→ Provided records
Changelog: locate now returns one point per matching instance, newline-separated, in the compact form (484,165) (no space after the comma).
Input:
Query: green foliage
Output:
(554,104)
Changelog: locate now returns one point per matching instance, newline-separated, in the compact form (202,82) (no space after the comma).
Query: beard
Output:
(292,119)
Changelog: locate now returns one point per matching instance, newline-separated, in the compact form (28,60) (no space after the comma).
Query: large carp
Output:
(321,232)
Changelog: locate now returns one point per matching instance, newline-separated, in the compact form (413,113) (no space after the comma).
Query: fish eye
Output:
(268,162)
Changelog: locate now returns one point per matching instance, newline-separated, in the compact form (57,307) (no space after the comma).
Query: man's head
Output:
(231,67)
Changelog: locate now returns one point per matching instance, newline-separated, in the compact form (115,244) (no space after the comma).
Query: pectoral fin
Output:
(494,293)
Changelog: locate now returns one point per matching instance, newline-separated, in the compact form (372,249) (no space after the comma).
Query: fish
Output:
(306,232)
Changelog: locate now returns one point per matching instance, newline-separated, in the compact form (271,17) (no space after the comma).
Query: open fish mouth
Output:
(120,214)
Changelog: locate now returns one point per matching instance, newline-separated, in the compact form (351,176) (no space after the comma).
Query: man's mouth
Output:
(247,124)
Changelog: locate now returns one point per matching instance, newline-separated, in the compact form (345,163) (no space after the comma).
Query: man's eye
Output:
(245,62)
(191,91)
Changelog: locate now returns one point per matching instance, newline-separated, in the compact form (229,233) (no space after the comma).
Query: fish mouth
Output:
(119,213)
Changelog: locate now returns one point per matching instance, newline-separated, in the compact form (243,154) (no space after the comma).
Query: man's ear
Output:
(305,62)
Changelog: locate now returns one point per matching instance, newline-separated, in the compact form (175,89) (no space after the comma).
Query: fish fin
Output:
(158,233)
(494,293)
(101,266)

→ Problem details
Make a verbatim copy of each record.

→ Output of the exercise
Changelog: locate now returns one point per matching instance, newline-separated, in the compact form (484,165) (no space after the comma).
Input:
Query: green foliage
Output:
(554,104)
Changelog: locate now returns one point per matching instance, newline-separated, in the compact form (202,82) (no space after the comma).
Query: beard
Output:
(292,119)
Changelog: locate now returns one point per matching instance, newline-separated, in the compact form (28,60) (no space after the comma).
Query: large carp
Output:
(321,232)
Changelog: locate now returns one point per matching instance, newline-separated, in the compact form (413,113) (no space after the comma).
Query: fish eye
Output:
(268,162)
Changelog: locate now returns one point per matching instance, newline-separated, in the compact form (57,307) (no space after the comma).
Query: man's head
Output:
(231,67)
Changelog: locate now returns one point per matching instance, newline-separated, in the compact form (115,244) (no space after the comma).
Query: pectoral fin
Output:
(494,293)
Changelog: locate now returns one point per matching instance, newline-separated, in the compact form (372,249) (no space after the comma).
Query: fish
Output:
(306,232)
Changelog: locate now returns one point per matching instance, newline-separated, in the compact form (271,17) (no space after the comma).
Query: open fish mouth
Output:
(120,214)
Changelog: locate now returns one point per matching instance, newline-separated, in the compact form (351,176) (no space after the comma).
Query: man's mouth
Output:
(247,124)
Changelog: locate now returns one point per matching instance, newline-separated, in the compact form (345,163) (no space after the comma).
Query: man's eye
Output:
(245,62)
(191,91)
Changelog: locate now returns one point per matching instance, newline-separated, in the compact form (229,233) (no space after the comma).
Query: fish mouth
Output:
(119,213)
Changelog: locate now returns one point per matching instance, newline-separated, in the compact form (243,154) (no space after the comma).
Query: man's ear
Output:
(305,62)
Changelog: locate now returns one point per matching instance, newline-separated, in the compact form (175,89) (no space after the comma).
Query: fish fin
Output:
(158,233)
(494,293)
(101,266)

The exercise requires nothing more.